**Activity list**
1 - In the text on γδ T-cell trans-differentiation, what is the first step in the chronological sequence of change?
2 - Please output the part of the text on γδ T-cell trans-differentiation that opens with the words containing "This summary can" and closes with "of these re-arrangements.", copying it without changes.

This part of the series will aim to discuss the detailed developmental steps of the trans-differentiation of CD4+ Vδ1+ γδT-cells to fully functional αβ T cells.

The CD4+ Vδ1+ γδT-cells clones were reportedly extremely long-lived and had a downregulated expression of CD34. In the clones that continued to grow with Vδ1+ γδTCRs, authors tracked the commitment change to αβTCR over one month. At day 7, the initially Vδ1+ γδT-cells that were negative for αβTCR, now started to express an αβTCR and became low on γδTCR. This expression profile changed entirely on day 28, where the cells became αβTCR(+) γδTCR(lo). The CD4 and CD8 expression on these clones was also evaluated and it turned out that the cells remained either SP CD4+ or changed their co-receptor from SP CD4+ --> DP CD4+/CD8dim. This resulted into cell pool containig either SP CD4+ or SP CD8+ αβTCR(+) T cell clones. Original figure (5) from the paper shows more details on staining.

Developmental steps leading to trans-differentiation

Expression of the constant region of TCR chains was used as a focal point whilst evaluating the re-organization of these clones. The chronological steps in which this change occurs is as follows:

1. CD34 is down-regulated
2. DN1-stage like Vδ1+ Cγ1+ Vδ1+ γδT-cells express CD4 and undergo morphological changes during proliferation
3. Cells now become DN2-stage like where they are still αβ negative, but lower in expression of both Vδ1+ and Cγ chains, and start expressing Cβ chain. At this point cells have an LGL like proliferation profile
4. Expression of the β-chain leads to progression towards DN3-stage and thereby further downregulation of the Vδ1 chain and ablation of Cγ chain replaced by a Cβ chain altogether
5. Cells undergo β-chain selection with a fully formed Cβ chain, cells undergo DP-like developmental stage, where the expression of CD4+CD8+ αβTCR is dim but the competitive binding of Vβ1+Vδ1 vs. Vβ+Vα+ begins.
6. At this point, the processive α-chain rearrangement occurs that deletes the δ-chain and leads to positive selection and form a DPb stage and express Ca+Cb+Vd1-Cg-
7. Finally, the SP TCRαβ+ cells yield CD4+ or CD8+ αβ+TCR cells.

This summary can be shown graphically in the following summary figure extracted from the paper.

I adore this paper. It is not an easy paper to read with many critical and meticulous experimental details, but if you were to gloss over them and just focus on the things I did, you might find:

• If, under severe inflammatory conditions, a mature Vδ1+ γδ TCR can undergo gene re-organization and form a fully functional CD4+ or CD8+ αβ TCR, that not only changes our convention of T-cell lineage but also build on the existsing perspective of the plasticity of these re-arrangements.

**Available data**
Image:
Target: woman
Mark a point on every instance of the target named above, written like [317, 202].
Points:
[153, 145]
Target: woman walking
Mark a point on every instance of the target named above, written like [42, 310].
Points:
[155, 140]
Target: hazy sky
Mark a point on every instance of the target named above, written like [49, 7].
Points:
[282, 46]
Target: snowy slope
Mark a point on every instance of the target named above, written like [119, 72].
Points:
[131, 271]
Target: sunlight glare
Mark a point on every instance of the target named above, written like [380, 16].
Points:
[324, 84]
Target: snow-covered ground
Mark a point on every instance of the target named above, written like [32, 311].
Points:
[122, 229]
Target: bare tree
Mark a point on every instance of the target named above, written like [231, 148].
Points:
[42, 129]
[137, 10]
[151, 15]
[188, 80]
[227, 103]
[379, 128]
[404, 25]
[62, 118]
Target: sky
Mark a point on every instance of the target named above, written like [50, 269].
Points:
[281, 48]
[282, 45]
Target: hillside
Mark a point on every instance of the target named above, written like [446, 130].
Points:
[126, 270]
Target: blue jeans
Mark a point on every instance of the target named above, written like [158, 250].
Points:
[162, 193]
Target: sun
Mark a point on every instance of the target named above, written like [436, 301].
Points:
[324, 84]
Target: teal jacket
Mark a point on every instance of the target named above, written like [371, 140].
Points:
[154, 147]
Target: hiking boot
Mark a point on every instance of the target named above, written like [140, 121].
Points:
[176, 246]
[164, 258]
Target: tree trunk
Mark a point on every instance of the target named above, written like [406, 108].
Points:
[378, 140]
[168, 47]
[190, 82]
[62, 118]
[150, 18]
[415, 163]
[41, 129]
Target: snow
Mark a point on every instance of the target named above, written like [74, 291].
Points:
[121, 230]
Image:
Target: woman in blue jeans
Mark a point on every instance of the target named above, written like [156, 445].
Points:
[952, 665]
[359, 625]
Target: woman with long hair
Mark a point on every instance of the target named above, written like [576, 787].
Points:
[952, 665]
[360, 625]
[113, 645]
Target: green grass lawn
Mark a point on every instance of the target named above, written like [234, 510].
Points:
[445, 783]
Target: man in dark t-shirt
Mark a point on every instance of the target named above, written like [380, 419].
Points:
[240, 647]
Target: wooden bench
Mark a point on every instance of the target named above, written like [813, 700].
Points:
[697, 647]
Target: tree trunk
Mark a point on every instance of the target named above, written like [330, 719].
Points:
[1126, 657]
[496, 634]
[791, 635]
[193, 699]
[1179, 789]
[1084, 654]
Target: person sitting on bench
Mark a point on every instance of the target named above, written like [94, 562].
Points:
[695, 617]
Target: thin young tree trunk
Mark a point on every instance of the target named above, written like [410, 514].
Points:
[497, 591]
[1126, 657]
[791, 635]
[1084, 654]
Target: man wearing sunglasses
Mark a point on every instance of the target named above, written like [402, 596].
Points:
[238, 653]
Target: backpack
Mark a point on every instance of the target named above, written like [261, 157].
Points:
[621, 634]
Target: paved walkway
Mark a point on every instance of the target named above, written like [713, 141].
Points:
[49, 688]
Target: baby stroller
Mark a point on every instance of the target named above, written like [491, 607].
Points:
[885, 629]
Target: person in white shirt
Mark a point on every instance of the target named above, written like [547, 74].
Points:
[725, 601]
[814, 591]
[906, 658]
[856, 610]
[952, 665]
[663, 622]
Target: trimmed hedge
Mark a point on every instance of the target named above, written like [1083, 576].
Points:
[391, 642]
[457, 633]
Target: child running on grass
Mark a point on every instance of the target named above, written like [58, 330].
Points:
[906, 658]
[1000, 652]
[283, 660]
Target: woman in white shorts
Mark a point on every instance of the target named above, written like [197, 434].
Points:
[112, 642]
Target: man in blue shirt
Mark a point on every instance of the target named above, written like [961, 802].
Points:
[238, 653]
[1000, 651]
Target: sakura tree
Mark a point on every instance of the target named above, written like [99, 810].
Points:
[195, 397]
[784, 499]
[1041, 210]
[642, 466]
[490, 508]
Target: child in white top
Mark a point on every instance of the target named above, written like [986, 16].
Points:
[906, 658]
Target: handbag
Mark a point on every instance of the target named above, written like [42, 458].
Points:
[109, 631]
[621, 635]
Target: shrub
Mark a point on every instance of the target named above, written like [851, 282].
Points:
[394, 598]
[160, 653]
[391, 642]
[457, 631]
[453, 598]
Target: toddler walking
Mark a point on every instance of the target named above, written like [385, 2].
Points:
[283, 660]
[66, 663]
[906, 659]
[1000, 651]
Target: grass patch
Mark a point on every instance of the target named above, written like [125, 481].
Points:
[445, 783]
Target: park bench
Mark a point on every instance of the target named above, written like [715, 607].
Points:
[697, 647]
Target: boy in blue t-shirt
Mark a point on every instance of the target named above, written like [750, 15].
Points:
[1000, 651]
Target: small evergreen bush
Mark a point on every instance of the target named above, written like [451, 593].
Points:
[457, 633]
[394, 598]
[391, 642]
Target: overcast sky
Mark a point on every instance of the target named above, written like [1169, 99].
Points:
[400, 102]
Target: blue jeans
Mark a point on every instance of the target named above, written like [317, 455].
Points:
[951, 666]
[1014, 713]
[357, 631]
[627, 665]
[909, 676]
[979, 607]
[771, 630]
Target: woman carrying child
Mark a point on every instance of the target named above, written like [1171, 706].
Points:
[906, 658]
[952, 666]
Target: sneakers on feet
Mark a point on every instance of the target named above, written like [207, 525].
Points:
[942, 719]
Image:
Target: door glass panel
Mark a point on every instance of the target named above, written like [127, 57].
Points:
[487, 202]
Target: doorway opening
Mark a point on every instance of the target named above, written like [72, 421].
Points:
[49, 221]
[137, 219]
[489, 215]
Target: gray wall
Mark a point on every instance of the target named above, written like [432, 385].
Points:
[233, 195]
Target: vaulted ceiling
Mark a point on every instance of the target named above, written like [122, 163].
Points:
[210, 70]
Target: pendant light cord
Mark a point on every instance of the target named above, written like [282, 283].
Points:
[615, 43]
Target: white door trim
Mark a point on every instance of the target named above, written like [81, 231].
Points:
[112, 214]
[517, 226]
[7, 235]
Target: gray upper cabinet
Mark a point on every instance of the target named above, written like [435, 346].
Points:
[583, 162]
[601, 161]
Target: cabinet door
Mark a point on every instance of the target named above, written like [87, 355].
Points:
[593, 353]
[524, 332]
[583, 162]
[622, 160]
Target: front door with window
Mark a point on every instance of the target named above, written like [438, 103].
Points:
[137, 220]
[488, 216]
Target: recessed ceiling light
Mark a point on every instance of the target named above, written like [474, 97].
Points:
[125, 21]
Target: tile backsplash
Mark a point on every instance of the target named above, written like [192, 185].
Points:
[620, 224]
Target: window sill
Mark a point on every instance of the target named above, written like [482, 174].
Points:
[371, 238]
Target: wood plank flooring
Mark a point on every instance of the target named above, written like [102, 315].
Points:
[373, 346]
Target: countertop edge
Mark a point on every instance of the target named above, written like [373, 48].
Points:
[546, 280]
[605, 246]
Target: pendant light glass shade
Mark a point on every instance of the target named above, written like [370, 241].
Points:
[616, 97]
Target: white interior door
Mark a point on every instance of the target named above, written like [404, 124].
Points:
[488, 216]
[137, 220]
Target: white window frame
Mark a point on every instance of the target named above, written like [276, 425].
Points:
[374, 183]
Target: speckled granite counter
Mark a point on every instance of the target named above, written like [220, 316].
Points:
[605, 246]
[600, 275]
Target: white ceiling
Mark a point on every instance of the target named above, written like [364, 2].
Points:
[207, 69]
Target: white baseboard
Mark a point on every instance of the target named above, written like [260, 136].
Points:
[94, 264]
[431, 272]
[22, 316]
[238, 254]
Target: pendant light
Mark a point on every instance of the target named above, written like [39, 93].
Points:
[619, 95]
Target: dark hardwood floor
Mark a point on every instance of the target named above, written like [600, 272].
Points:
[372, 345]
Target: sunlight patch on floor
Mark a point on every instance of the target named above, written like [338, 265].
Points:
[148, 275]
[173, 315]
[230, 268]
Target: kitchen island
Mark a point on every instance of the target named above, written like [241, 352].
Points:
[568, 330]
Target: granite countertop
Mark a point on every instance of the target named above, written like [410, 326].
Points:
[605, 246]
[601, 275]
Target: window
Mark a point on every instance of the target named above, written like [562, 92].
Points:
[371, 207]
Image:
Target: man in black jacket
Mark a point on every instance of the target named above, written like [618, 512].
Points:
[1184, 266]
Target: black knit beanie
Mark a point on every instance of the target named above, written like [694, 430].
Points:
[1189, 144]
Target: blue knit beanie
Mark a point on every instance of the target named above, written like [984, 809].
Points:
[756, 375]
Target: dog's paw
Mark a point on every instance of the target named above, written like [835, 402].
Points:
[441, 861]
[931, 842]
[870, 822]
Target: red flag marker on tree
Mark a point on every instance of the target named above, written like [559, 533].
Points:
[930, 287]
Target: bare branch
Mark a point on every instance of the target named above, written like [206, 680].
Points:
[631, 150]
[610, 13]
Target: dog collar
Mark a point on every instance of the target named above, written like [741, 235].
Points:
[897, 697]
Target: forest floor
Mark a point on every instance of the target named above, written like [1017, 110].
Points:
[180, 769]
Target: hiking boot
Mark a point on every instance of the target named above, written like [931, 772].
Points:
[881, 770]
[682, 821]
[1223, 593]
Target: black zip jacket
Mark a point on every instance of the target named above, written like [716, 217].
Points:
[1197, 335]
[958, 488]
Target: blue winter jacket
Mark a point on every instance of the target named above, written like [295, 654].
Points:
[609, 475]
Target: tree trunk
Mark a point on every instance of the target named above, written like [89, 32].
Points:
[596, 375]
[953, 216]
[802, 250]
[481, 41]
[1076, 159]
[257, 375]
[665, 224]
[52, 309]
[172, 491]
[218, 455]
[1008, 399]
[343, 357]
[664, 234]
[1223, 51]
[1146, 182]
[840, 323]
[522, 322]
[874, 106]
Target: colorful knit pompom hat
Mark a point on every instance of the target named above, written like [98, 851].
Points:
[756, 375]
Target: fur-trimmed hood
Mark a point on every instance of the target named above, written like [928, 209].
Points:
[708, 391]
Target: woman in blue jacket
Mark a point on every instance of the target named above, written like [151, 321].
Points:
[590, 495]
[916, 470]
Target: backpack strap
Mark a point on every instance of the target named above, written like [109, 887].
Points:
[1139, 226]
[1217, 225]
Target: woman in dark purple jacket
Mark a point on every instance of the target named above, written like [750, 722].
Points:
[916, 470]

**Exercise responses**
1 - CD34 is down-regulated.

2 -
This summary can be shown graphically in the following summary figure extracted from the paper.

I adore this paper. It is not an easy paper to read with many critical and meticulous experimental details, but if you were to gloss over them and just focus on the things I did, you might find:

• If, under severe inflammatory conditions, a mature Vδ1+ γδ TCR can undergo gene re-organization and form a fully functional CD4+ or CD8+ αβ TCR, that not only changes our convention of T-cell lineage but also build on the existsing perspective of the plasticity of these re-arrangements.